### Written task a
Which lines of the records contain the word "overcast"? Copy out each of them.

[Begin Passage provided]

I've been trying to get the hang of multithreading in Python. However, whenever I attempt to make it do something that might be considered useful, I run into issues.
In this case, I have 300 PDF files. For simplicity, we'll assume that each PDF only has a unique number on it (say 1 to 300). I'm trying to make Python open the file, grab the text from it, and then use that text to rename the file accordingly.
The non-multithreaded version I make works amazing. But it's a bit slow and I thought I'd see if I could speed it up a bit. However, this version finds the very first file, renames it correctly, and then throws an error saying:
FileNotFoundError: [Errno 2] No such file or directory: './pdfPages/1006941.pdf'
Which is it basically telling me that it can't find a file by that name. The reason it can't is because it already named it. And in my head that tells me that I've probably messed something up with this loop and/or multithreading in general.
Any help would be appreciated.

[End Passage provided]
[Begin Data for this task]

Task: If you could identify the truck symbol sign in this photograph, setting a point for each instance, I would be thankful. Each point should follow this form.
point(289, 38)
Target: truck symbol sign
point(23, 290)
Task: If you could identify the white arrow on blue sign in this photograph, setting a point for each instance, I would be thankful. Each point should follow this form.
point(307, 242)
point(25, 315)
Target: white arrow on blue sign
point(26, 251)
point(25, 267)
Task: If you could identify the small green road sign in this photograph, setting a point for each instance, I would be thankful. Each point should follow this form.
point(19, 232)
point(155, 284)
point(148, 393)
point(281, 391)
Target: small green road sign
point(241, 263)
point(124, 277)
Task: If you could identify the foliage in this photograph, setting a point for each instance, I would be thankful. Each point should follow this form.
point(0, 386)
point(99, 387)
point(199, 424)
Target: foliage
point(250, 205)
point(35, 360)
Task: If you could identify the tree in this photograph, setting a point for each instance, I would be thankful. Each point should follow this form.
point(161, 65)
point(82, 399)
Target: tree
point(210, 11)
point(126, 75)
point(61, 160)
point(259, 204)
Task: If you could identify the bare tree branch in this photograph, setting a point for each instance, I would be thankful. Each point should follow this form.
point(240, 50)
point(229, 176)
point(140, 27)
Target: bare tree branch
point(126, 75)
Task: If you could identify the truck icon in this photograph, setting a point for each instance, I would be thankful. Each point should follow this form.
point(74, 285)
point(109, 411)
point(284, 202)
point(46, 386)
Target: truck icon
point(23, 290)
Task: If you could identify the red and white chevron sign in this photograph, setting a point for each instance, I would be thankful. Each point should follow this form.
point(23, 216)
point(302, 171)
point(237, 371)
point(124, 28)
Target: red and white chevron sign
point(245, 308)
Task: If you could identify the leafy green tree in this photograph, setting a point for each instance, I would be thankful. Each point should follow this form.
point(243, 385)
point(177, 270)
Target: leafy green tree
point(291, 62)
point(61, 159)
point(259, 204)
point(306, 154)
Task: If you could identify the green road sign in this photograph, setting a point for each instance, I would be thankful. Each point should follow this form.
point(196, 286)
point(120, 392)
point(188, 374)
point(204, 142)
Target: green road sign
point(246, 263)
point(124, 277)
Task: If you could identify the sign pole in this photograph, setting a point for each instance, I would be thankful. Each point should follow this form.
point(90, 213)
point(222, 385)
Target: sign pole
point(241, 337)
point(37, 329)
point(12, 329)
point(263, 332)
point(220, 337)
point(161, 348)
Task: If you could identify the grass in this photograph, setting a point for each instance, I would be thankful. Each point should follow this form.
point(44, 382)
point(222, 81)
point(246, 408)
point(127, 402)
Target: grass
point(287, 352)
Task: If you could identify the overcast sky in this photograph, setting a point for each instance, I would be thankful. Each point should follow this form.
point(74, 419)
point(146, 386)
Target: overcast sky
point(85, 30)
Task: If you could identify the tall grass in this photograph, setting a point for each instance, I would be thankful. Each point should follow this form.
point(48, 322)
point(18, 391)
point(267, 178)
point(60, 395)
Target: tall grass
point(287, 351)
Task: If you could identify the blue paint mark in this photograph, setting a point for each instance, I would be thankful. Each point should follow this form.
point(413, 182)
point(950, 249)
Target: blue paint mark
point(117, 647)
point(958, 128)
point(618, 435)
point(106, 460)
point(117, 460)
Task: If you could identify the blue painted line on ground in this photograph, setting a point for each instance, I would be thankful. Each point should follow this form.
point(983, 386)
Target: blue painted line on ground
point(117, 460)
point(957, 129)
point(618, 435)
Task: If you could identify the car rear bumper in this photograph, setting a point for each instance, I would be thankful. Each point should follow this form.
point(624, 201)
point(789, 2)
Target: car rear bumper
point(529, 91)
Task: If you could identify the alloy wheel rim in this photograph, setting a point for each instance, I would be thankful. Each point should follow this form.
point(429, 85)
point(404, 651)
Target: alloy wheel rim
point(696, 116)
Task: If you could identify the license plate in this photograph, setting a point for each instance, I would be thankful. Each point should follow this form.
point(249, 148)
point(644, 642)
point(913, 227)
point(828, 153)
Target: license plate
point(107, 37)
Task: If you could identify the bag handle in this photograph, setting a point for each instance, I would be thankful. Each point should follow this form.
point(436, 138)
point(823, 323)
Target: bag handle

[End Data for this task]

### Written task b
In the forum post about multithreading in Python, how many PDF files does the poster have?

### Correct output a
Task: If you could identify the overcast sky in this photograph, setting a point for each instance, I would be thankful. Each point should follow this form.
Target: overcast sky

### Correct output b
300